[Rows from a pointing dataset]
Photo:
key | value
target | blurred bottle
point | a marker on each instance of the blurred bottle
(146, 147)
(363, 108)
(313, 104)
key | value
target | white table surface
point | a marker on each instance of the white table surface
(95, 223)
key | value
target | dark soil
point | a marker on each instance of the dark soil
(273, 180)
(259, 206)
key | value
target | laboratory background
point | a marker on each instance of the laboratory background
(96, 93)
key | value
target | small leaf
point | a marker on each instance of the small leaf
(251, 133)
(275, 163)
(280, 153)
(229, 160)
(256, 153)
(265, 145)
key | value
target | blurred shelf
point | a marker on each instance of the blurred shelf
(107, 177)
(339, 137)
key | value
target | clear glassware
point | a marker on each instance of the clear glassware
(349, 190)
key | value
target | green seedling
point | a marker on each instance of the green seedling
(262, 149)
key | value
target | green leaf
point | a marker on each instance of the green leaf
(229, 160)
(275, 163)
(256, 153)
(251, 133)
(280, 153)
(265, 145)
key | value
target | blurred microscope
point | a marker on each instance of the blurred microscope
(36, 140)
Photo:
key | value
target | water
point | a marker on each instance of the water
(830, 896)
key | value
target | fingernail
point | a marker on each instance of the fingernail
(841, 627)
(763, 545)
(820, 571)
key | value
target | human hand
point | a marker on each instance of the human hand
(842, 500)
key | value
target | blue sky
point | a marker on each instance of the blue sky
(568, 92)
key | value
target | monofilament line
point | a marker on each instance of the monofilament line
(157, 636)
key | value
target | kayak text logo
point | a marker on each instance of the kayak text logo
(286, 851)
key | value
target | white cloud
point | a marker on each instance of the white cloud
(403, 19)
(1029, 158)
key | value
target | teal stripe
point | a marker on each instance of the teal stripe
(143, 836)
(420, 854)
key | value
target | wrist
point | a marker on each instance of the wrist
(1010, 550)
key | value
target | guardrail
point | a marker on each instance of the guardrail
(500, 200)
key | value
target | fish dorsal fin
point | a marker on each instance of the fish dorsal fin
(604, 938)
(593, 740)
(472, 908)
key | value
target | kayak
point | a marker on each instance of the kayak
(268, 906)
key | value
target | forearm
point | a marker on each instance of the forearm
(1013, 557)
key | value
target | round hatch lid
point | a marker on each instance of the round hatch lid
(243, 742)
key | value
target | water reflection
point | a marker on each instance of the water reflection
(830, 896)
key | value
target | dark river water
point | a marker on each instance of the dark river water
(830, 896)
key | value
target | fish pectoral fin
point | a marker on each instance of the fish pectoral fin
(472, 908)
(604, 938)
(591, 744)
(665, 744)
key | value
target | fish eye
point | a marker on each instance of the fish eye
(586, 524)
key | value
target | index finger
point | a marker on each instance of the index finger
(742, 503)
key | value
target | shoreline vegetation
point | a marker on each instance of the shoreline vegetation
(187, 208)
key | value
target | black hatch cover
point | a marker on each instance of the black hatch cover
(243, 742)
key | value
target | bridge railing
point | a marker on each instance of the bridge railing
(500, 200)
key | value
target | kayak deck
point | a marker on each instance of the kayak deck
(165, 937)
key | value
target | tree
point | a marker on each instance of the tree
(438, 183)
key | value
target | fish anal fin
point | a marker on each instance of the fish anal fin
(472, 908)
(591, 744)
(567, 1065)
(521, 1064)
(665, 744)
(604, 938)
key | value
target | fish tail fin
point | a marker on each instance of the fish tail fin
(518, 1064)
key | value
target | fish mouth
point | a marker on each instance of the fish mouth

§ DIRECTIONS
Write out again every line from the start of the lines through the line containing "(1010, 550)", including the requests, and output nothing else. Multiply each point coordinate by 2.45 and round it to the nearest whole number, with halves rounded up.

§ TASK RESPONSE
Photo:
key | value
target | blurred bottle
point | a marker on each instance of the blurred bottle
(358, 360)
(889, 265)
(767, 255)
key | value
target | white table surface
point | a marker on each instance of the white table surface
(233, 546)
key | value
target | dark soil
point | a marker on each instance of the dark soil
(669, 441)
(635, 505)
key | value
target | laboratory background
point | a marker on each instance of the laboratory background
(235, 228)
key | value
target | small leaf
point | a marker on each instance of the small leaf
(615, 326)
(674, 399)
(686, 375)
(561, 392)
(627, 375)
(649, 355)
key | value
target | blurred shelf
point | a marker on each instance of the blurred shelf
(262, 434)
(831, 336)
key | value
target | clear glassware
point | a marker on each instance of the clear glassware
(855, 466)
key | value
target | green seedling
point | a marker on each instance of the green seedling
(642, 365)
key | value
target | green leaf
point | a marker on each instance of the green leaf
(561, 392)
(674, 399)
(627, 375)
(615, 326)
(686, 375)
(649, 355)
key | value
target | blurred microscope
point | a marker on each instance of the blurred microscope
(88, 343)
Photo:
key | value
target | water
point | a marker on each instance of the water
(2034, 2195)
key | value
target | fingernail
point | a marker on each instance of the fingernail
(2060, 1536)
(1869, 1335)
(2009, 1399)
key | value
target | human hand
point | a marker on each instance of the human hand
(2063, 1225)
key | value
target | blue sky
point | a marker on each instance of the blue sky
(1392, 225)
key | value
target | monofilament line
point | a marker on each instance of the monofilament line
(385, 1558)
key | value
target | kayak text logo
point | a marker on each instance of the kayak text logo
(701, 2085)
key | value
target | white cloud
point | a marker on each instance of the white cloud
(987, 47)
(2521, 387)
key | value
target | teal stripe
point | a marker on each instance of the teal stripe
(350, 2048)
(1029, 2092)
key | value
target | wrist
point | a marker on each instance of the wrist
(2475, 1348)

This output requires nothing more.